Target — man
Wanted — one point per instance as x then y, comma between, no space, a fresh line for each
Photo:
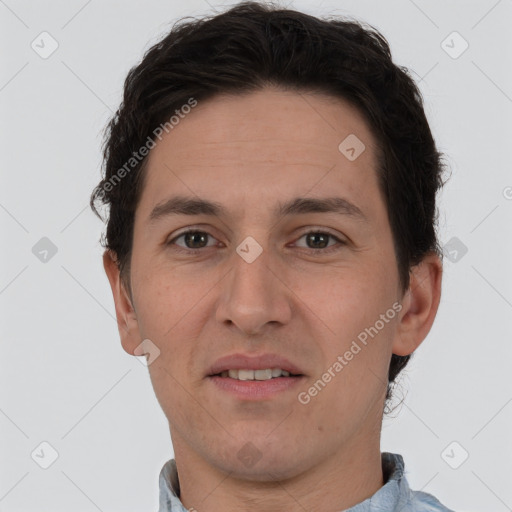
271,248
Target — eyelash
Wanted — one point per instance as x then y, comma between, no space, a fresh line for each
314,252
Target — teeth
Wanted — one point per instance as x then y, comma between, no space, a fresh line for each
268,373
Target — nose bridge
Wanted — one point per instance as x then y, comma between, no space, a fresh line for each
252,294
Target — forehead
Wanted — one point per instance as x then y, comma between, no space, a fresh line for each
267,144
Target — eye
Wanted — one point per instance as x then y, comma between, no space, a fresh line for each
319,240
198,240
193,237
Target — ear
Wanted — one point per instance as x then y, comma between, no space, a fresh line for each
125,313
419,305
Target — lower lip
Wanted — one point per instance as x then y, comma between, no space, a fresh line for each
256,389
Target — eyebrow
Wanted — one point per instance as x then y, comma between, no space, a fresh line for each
182,205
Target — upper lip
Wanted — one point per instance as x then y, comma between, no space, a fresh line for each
246,362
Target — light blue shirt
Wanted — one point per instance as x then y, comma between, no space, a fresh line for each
394,496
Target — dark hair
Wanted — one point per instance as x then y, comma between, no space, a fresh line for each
255,45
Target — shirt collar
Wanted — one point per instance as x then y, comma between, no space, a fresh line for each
394,494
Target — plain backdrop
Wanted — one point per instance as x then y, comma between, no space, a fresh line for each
64,377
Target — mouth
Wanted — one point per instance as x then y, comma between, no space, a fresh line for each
255,375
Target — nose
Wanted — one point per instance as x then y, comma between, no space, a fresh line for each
254,294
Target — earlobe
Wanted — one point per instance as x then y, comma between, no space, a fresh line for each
420,305
125,313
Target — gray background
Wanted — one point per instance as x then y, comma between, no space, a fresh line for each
65,378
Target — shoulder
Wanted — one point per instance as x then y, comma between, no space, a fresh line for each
424,502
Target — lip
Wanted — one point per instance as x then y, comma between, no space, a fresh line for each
246,362
252,390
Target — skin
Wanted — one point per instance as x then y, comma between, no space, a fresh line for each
249,153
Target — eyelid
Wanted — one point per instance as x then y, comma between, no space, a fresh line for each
305,231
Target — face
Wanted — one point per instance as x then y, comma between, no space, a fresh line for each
250,280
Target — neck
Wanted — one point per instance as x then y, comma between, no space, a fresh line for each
345,478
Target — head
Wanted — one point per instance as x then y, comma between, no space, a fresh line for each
249,110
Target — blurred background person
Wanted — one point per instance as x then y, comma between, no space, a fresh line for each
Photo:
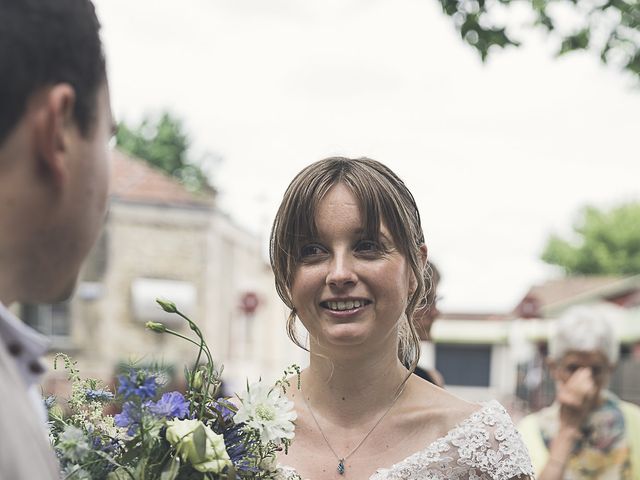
55,126
588,432
424,319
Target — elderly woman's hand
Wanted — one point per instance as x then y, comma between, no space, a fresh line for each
577,397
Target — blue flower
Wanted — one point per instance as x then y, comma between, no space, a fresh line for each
138,383
171,405
130,417
49,401
99,395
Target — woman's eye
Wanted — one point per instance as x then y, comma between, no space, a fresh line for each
311,250
367,246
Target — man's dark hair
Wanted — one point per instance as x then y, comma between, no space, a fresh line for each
44,43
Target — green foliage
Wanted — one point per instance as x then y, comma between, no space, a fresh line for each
616,23
164,144
607,243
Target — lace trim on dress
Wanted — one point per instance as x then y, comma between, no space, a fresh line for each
484,446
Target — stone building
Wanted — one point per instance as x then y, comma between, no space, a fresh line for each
161,240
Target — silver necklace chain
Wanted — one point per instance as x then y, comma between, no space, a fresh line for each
341,466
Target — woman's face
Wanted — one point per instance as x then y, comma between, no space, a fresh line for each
348,289
595,361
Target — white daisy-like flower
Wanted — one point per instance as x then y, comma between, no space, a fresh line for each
267,410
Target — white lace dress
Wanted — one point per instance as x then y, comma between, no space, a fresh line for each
484,446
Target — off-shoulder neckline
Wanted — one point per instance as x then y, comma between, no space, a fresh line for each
412,457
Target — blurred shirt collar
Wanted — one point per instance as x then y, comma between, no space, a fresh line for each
24,345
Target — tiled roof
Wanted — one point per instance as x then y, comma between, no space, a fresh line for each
134,180
559,290
552,297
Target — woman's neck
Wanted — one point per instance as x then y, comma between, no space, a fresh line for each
352,389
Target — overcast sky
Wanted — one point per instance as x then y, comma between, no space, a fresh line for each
498,155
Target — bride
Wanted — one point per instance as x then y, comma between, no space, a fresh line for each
348,254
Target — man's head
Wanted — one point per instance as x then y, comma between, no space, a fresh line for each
55,124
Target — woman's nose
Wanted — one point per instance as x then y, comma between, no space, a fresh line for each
341,271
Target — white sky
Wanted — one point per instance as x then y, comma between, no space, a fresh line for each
498,155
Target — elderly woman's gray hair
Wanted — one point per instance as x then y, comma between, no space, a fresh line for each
586,328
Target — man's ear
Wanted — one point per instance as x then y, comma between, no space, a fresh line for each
54,126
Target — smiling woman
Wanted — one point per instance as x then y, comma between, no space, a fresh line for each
349,257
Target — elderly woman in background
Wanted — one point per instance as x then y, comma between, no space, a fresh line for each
587,433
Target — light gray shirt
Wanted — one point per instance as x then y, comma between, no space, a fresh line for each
25,452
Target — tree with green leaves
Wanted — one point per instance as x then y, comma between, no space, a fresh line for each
606,242
163,143
609,27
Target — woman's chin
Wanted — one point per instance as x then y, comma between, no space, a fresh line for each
344,334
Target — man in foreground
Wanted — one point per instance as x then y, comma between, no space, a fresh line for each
55,125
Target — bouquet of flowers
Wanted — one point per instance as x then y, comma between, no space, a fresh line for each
170,435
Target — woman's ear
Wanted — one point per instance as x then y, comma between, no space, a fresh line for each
423,255
413,284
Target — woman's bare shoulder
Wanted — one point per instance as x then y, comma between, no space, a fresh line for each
427,404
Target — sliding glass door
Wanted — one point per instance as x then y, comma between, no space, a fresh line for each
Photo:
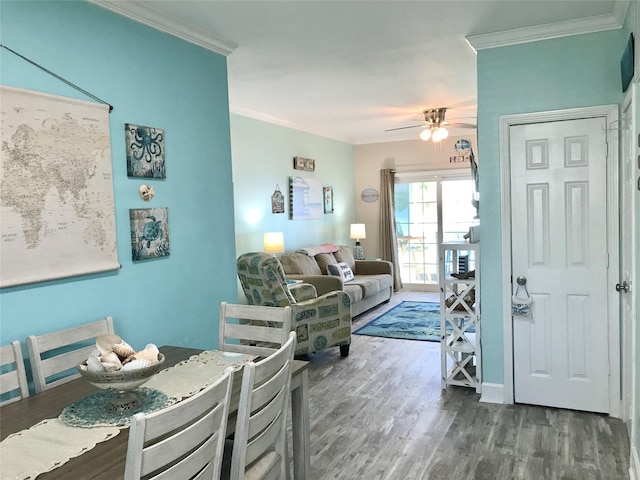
429,209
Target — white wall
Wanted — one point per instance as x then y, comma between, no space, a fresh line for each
410,155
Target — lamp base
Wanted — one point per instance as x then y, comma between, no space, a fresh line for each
358,252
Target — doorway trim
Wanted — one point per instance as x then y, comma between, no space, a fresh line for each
506,122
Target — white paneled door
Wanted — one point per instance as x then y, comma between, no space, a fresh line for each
559,244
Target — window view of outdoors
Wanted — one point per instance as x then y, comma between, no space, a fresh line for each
420,229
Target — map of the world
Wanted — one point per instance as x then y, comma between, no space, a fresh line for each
57,216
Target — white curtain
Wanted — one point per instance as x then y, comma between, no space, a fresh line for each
388,240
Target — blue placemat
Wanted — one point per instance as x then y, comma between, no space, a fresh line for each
92,410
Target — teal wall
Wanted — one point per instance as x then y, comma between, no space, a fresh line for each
569,72
263,158
156,80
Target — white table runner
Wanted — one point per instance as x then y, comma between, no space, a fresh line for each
51,443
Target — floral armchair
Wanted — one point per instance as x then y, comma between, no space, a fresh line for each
320,322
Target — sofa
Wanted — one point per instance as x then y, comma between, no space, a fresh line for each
323,266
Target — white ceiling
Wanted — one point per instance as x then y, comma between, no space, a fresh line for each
349,70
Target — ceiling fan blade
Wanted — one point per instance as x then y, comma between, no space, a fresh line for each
402,128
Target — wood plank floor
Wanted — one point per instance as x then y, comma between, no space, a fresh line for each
381,414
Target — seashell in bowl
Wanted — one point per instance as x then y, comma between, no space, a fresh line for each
106,341
123,349
93,362
121,380
111,367
111,358
150,352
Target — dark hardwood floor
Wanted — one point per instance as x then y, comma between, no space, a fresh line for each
381,414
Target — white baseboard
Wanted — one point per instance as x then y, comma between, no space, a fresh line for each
634,470
492,393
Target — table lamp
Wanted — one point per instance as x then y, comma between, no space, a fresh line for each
358,231
274,242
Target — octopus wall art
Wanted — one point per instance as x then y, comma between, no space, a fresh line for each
145,151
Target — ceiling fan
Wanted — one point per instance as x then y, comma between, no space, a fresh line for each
434,128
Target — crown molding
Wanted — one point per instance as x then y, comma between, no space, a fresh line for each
597,23
147,15
263,117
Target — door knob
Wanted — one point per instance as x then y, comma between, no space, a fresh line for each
624,287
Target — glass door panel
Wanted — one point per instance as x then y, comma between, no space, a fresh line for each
418,224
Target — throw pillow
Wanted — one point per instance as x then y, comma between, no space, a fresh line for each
324,260
341,270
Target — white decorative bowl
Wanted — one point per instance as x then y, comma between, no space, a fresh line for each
122,381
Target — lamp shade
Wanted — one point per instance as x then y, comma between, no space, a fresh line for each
358,231
273,242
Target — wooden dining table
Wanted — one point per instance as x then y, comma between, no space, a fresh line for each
106,460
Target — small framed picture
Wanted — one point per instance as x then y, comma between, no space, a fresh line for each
149,233
306,164
145,151
328,199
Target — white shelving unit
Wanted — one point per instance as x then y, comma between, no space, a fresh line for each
460,321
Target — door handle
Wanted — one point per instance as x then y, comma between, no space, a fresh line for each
623,287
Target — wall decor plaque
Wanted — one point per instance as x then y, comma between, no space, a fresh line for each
305,198
149,233
370,195
328,199
277,201
145,151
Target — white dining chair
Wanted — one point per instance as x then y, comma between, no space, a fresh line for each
260,443
253,329
13,379
183,441
54,356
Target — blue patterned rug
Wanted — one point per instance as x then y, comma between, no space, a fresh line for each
408,320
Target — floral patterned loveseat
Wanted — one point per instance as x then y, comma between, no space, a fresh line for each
320,321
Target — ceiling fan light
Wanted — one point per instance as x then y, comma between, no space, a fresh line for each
425,134
443,133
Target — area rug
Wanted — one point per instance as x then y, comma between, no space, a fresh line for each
408,320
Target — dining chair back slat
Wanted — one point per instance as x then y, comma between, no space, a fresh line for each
13,379
253,329
185,440
54,356
260,444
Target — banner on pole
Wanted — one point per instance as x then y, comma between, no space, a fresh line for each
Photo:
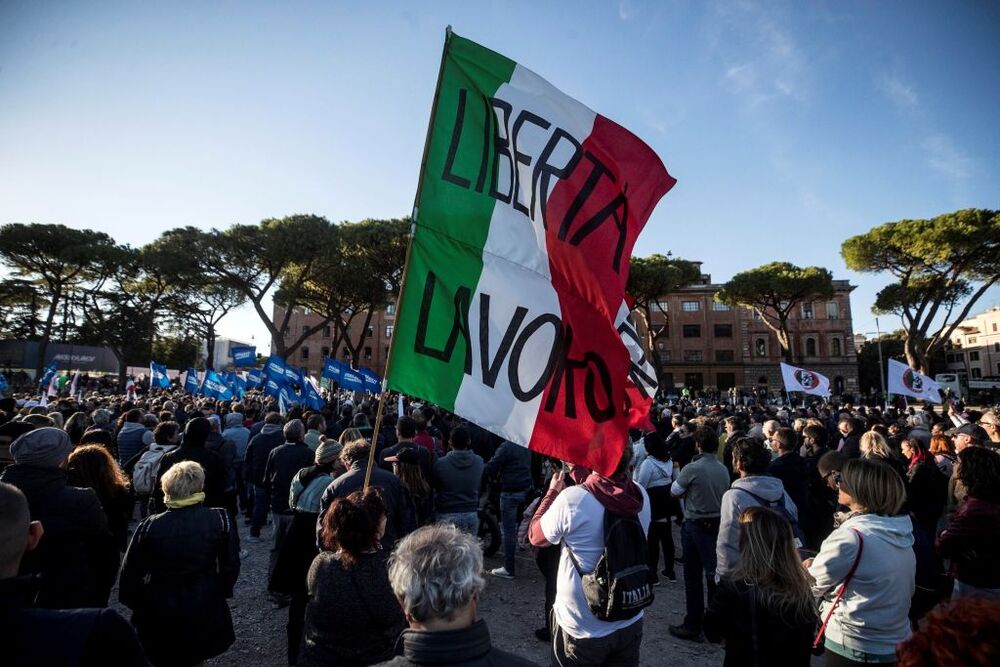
522,327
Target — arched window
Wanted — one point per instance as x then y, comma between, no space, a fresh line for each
810,347
760,347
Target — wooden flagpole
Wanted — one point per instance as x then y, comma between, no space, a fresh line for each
409,250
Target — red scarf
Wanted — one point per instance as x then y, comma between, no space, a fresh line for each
619,495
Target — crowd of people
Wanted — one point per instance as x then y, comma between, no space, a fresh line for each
871,535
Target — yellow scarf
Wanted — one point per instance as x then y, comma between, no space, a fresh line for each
193,499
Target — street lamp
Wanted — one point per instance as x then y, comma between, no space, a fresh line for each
881,364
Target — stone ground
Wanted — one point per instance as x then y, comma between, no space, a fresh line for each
512,608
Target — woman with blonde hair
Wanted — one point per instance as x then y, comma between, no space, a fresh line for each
765,611
864,572
875,446
178,571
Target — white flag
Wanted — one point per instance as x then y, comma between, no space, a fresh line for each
805,381
905,381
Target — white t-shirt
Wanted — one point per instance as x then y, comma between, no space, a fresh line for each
576,519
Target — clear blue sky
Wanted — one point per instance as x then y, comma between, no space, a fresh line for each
789,126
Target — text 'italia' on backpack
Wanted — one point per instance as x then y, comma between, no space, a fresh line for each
619,587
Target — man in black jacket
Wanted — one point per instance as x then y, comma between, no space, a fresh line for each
35,636
435,576
283,463
400,518
790,468
258,451
193,449
78,559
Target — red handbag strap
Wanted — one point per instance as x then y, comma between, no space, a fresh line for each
840,593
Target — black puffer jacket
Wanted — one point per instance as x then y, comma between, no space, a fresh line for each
77,557
178,571
469,647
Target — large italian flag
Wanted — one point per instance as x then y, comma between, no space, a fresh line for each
512,313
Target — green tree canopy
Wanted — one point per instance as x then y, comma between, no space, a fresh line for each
774,290
650,280
937,265
55,258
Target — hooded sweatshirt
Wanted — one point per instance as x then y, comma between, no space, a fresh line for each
872,615
734,501
456,480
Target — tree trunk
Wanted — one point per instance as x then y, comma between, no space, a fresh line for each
43,344
210,348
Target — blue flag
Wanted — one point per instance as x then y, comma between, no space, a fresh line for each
294,375
352,380
373,382
286,397
273,385
243,355
50,370
214,386
275,367
191,385
333,369
311,397
255,378
158,375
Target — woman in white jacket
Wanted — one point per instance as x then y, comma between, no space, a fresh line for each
655,474
876,542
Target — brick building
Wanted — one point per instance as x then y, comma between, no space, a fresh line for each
974,347
374,349
710,345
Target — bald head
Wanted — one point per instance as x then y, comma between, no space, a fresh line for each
18,533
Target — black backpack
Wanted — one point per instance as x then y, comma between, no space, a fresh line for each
619,587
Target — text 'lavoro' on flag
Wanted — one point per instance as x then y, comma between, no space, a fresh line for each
513,312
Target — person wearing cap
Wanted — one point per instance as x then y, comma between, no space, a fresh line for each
239,435
966,435
283,463
78,559
299,548
84,636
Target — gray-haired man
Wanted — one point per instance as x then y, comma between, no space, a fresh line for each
435,573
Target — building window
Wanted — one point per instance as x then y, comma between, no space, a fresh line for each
810,347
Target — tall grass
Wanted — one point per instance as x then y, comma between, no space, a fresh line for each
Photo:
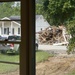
4,68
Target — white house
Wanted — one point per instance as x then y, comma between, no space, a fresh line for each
10,27
41,23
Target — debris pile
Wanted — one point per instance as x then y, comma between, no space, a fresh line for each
51,35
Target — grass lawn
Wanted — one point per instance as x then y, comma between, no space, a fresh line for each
8,67
42,56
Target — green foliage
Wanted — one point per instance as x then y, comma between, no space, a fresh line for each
4,68
71,30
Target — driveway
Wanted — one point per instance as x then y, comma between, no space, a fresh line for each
53,48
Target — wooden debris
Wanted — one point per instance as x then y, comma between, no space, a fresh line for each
51,35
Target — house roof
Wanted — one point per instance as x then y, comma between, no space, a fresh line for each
15,17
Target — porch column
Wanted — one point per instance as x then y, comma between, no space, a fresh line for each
2,31
11,28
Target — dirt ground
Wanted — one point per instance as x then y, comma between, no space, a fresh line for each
58,65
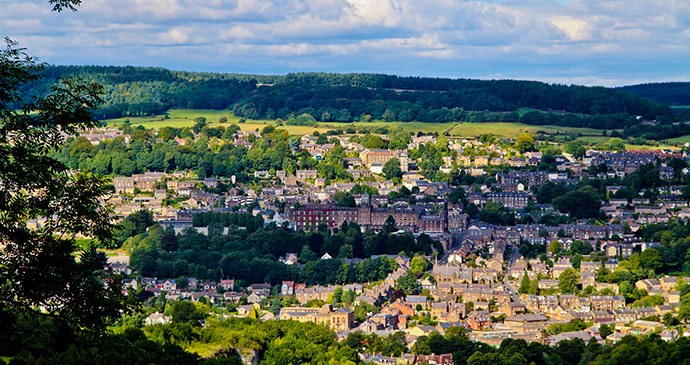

**Requirement:**
Show all lines above holding the word "light".

**Output of the task:**
Target — light blue shirt
Target — light gray shirt
Target — ceiling fan light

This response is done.